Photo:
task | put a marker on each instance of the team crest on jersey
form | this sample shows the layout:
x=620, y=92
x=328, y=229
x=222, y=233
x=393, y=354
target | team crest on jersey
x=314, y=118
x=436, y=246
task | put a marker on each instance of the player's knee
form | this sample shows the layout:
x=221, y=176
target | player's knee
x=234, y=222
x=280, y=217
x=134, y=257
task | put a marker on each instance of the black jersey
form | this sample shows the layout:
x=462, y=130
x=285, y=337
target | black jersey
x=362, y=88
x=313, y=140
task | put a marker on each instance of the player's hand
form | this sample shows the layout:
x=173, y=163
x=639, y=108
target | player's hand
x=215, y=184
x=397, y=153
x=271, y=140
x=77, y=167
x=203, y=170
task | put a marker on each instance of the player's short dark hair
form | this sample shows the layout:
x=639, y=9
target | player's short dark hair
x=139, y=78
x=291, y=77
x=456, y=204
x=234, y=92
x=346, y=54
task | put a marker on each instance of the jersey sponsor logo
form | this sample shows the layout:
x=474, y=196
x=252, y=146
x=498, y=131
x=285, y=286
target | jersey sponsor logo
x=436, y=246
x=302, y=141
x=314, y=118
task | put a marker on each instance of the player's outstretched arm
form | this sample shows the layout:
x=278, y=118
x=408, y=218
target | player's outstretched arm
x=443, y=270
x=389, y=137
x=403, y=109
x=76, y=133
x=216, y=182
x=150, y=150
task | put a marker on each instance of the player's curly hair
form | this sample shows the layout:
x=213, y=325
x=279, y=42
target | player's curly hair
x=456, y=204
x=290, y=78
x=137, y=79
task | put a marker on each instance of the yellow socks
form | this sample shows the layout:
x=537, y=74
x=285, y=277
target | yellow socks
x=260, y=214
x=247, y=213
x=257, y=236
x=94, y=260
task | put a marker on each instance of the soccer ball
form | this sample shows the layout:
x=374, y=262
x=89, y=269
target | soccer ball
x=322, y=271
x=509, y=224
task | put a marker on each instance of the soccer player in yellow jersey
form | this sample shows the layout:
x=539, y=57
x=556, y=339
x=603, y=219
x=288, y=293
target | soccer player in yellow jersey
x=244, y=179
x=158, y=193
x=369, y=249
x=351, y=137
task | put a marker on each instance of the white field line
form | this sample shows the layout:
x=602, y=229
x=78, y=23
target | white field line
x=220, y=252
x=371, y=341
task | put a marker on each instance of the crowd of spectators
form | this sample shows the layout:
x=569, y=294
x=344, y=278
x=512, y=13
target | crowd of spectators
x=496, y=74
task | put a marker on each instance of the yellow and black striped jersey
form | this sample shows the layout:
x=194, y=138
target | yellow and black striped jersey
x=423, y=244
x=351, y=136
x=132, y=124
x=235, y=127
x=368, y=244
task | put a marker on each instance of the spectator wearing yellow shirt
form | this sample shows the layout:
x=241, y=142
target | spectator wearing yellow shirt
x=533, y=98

· · · · ·

The records above need to be returned in full, with nothing altered.

Photo:
task | put a marker on each instance of the team crest on jersey
form | this sample shows the layout:
x=620, y=92
x=328, y=229
x=222, y=233
x=393, y=354
target | team crest on jersey
x=314, y=118
x=436, y=246
task | put a marker on each instance of the player's knee
form | this sample shows the layout:
x=221, y=176
target | player's knee
x=234, y=222
x=280, y=217
x=134, y=257
task | put a marker on each instance of the black jersey
form | this sample shows the layout:
x=462, y=130
x=285, y=337
target | black jersey
x=362, y=88
x=313, y=140
task | put a marker on each instance of the player's hand
form | this sample shows the layout:
x=173, y=163
x=639, y=108
target | player's hand
x=215, y=184
x=397, y=153
x=271, y=140
x=77, y=167
x=203, y=170
task | put a marker on each instance of the player's short dark hair
form | this sample shows the layout:
x=639, y=9
target | player's short dark hair
x=139, y=78
x=291, y=77
x=456, y=204
x=234, y=92
x=346, y=54
task | put a marker on each instance of the jersey sponsor logo
form | this sample shows the layout:
x=474, y=196
x=252, y=146
x=498, y=131
x=285, y=286
target | jersey sponsor logo
x=436, y=246
x=302, y=141
x=314, y=118
task | put a marker on each instance of the player's outstretched arm
form | this sample shows the layout:
x=278, y=118
x=408, y=218
target | player's outstretched arm
x=443, y=270
x=389, y=137
x=403, y=109
x=76, y=133
x=216, y=182
x=150, y=150
task | put a marker on each instance of the player's curly hair
form | this sample shows the layout:
x=213, y=325
x=279, y=42
target | player's curly hair
x=456, y=204
x=290, y=78
x=137, y=79
task | put a marker on each instance of the yellow socks
form | this sample shows the layout:
x=537, y=74
x=285, y=277
target | yellow socks
x=260, y=214
x=247, y=213
x=257, y=236
x=94, y=260
task | put a marker on each instance of the soccer ball
form | this sample shows the layout:
x=374, y=262
x=89, y=269
target | soccer ball
x=322, y=271
x=509, y=224
task | put a marker on each instance of the soccer player in yellow jersey
form | this sample shows the layout:
x=539, y=57
x=556, y=339
x=603, y=219
x=288, y=293
target | soccer player in yellow jersey
x=244, y=179
x=158, y=193
x=369, y=249
x=351, y=137
task | put a marker on each instance of the white field line
form | this sample shows the layout:
x=602, y=229
x=78, y=23
target | white field line
x=220, y=252
x=371, y=341
task | put a marker on each instance of the crowd of spectators
form | this sample shows the layout:
x=569, y=294
x=344, y=278
x=512, y=13
target | crowd of spectators
x=496, y=74
task | put a marker on each instance of the yellow and black striped jersey
form | this sample shows the layout:
x=194, y=138
target | yellow and black striped jersey
x=423, y=244
x=351, y=136
x=132, y=124
x=235, y=127
x=368, y=244
task | put a marker on each instance of the spectator wearing yellow shirt
form | this sample shows the layout:
x=241, y=142
target | spectator wearing yellow shirt
x=533, y=98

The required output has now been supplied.